### Task description
Reproduce the passage of the SQL homework text between "To get started, visit" and "your berkeley.edu email.", inclusive.
---------- Document excerpt ----------
Homework 6: SQL

hw06.zip

Due by 11:59pm on Thursday, August 7

Instructions

Download hw06.zip. Inside the archive, you will find a file called hw06.sql, along with a copy of the ok autograder.

Submission: When you are done, submit the assignment by uploading all code files you've edited to Gradescope. You may submit more than once before the deadline; only the final submission will be scored. Check that you have successfully submitted your code on Gradescope. See Lab 0 for more instructions on submitting assignments.

Using Ok: If you have any questions about using Ok, please refer to this guide.

Grading: Homework is graded based on correctness. Each incorrect problem will decrease the total score by one point. This homework is out of 2 points.

To check your progress, you can run sqlite3 directly by running:

python3 sqlite_shell.py --init hw06.sql

You should also check your work using ok:

python3 ok

Visualizing SQL

The CS61A SQL Web Interpreter is a great tool for visualizing and debugging SQL statements!

To get started, visit code.cs61a.org and hit Start SQL interpreter on the launch screen.

Most tables used in assignments are already available for use, so let's try to execute a SELECT statement:

In addition to displaying a visual representation of the output table, the "Step-by-step" button lets us step through the SQL execution and visualize every transformation that takes place. For our example, clicking on the next arrow will produce the following visuals, demonstrating exactly how SQL is grouping our rows to form the final output!

Required Questions

Getting Started Videos

These videos may provide some helpful direction for tackling the coding problems on this assignment.

To see these videos, you should be logged into your berkeley.edu email.

YouTube link

SQL

A SELECT statement describes an output table based on input rows. To write one:

Describe the input rows using FROM and WHERE clauses.
Group those rows and determine which groups should appear as output rows using GROUP BY and HAVING clauses.
Format and order the output rows and columns using SELECT and ORDER BY clauses.

SELECT (Step 3) FROM (Step 1) WHERE (Step 1) GROUP BY (Step 2) HAVING (Step 2) ORDER BY (Step 3);

Step 1 may involve joining tables (using commas) to form input rows that consist of two or more rows from existing tables.

The WHERE, GROUP BY, HAVING, and ORDER BY clauses are optional.

Consult the drop-down for a refresher on SQL. It's okay to skip directly to the questions and refer back here should you get stuck.

SQL Basics

Creating Tables

You can create SQL tables either from scratch or from existing tables.

The following statement creates a table by specifying column names and values without referencing another table. Each SELECT clause specifies the values for one row, and UNION is used to join rows together. The AS clauses give a name to each column; it need not be repeated in subsequent rows after the first.

CREATE TABLE [table_name] AS
  SELECT [val1] AS [column1], [val2] AS [column2], ... UNION
  SELECT [val3]             , [val4]             , ... UNION
  SELECT [val5]             , [val6]             , ...;

Let's say we want to make the following table called big_game which records the scores for the Big Game each year. This table has three columns: berkeley, stanford, and year.
---------- Source data ----------
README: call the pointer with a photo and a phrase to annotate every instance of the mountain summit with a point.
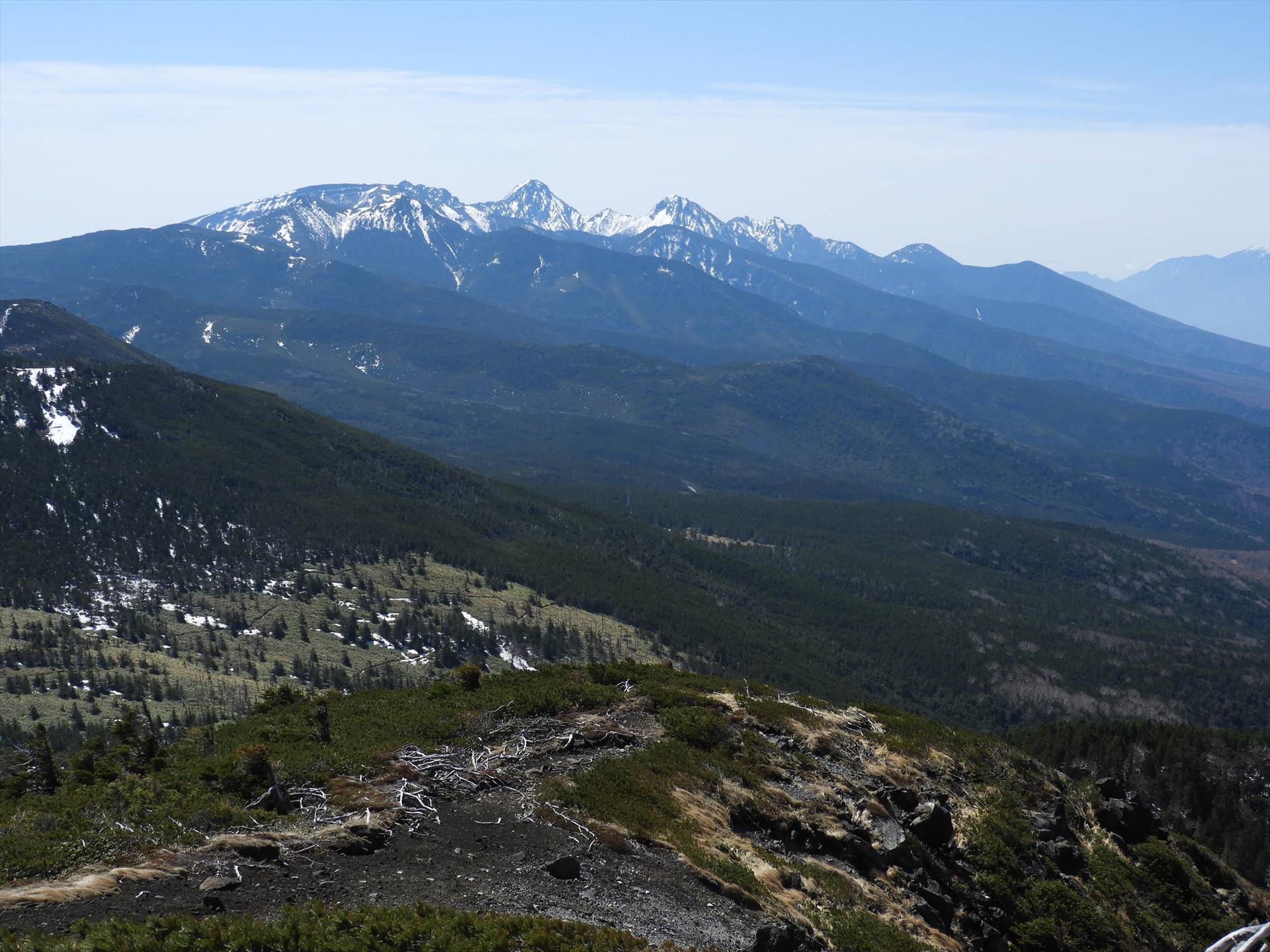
----------
### Response for this exercise
To get started, visit code.cs61a.org and hit Start SQL interpreter on the launch screen.

Most tables used in assignments are already available for use, so let's try to execute a SELECT statement:

In addition to displaying a visual representation of the output table, the "Step-by-step" button lets us step through the SQL execution and visualize every transformation that takes place. For our example, clicking on the next arrow will produce the following visuals, demonstrating exactly how SQL is grouping our rows to form the final output!

Required Questions

Getting Started Videos

These videos may provide some helpful direction for tackling the coding problems on this assignment.

To see these videos, you should be logged into your berkeley.edu email.